## The task
With no omissions, write out every record given below.

## The data
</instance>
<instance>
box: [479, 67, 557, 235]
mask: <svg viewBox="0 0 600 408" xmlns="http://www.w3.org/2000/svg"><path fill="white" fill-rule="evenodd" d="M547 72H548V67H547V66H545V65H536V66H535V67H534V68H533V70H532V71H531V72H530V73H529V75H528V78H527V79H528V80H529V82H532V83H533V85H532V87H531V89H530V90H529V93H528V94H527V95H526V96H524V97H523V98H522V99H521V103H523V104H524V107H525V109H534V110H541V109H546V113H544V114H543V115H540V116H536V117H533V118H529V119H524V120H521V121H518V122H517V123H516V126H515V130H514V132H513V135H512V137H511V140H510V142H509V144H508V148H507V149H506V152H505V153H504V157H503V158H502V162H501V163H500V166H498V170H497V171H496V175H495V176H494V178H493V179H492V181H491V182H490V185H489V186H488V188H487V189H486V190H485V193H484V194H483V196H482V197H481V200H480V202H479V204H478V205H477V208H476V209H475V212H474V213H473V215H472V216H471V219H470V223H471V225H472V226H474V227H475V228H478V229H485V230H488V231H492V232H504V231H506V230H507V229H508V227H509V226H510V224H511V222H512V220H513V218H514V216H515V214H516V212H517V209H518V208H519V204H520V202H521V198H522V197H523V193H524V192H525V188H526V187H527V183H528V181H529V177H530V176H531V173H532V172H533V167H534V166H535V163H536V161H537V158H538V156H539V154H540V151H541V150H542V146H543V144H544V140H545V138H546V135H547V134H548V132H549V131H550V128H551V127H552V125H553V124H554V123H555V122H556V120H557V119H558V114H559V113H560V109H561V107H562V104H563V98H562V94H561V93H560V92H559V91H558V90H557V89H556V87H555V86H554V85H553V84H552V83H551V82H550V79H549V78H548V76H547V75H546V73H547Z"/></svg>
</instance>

## Problem solution
</instance>
<instance>
box: [479, 67, 557, 235]
mask: <svg viewBox="0 0 600 408" xmlns="http://www.w3.org/2000/svg"><path fill="white" fill-rule="evenodd" d="M547 72H548V67H547V66H545V65H536V66H535V67H534V68H533V70H532V71H531V72H530V73H529V75H528V78H527V79H528V80H529V82H532V83H533V85H532V87H531V89H530V90H529V93H528V94H527V95H526V96H524V97H523V98H522V99H521V103H523V104H524V107H525V109H534V110H541V109H546V113H544V114H543V115H540V116H536V117H533V118H529V119H524V120H521V121H518V122H517V123H516V126H515V130H514V132H513V135H512V137H511V140H510V142H509V144H508V148H507V149H506V152H505V153H504V157H503V158H502V162H501V163H500V166H498V170H497V171H496V175H495V176H494V178H493V179H492V181H491V182H490V185H489V186H488V188H487V189H486V190H485V193H484V194H483V196H482V197H481V200H480V202H479V204H478V205H477V208H476V209H475V212H474V213H473V215H472V216H471V219H470V223H471V225H472V226H474V227H475V228H478V229H485V230H488V231H492V232H504V231H506V230H507V229H508V227H509V226H510V224H511V222H512V220H513V218H514V216H515V214H516V212H517V209H518V208H519V204H520V202H521V198H522V197H523V193H524V192H525V188H526V187H527V183H528V181H529V177H530V176H531V173H532V172H533V167H534V166H535V163H536V161H537V158H538V156H539V154H540V151H541V150H542V146H543V144H544V140H545V138H546V135H547V134H548V132H549V131H550V128H551V127H552V125H553V124H554V123H555V122H556V120H557V119H558V114H559V113H560V109H561V107H562V104H563V98H562V94H561V93H560V92H559V91H558V90H557V89H556V87H555V86H554V85H553V84H552V83H551V82H550V79H549V78H548V76H547V75H546V73H547Z"/></svg>
</instance>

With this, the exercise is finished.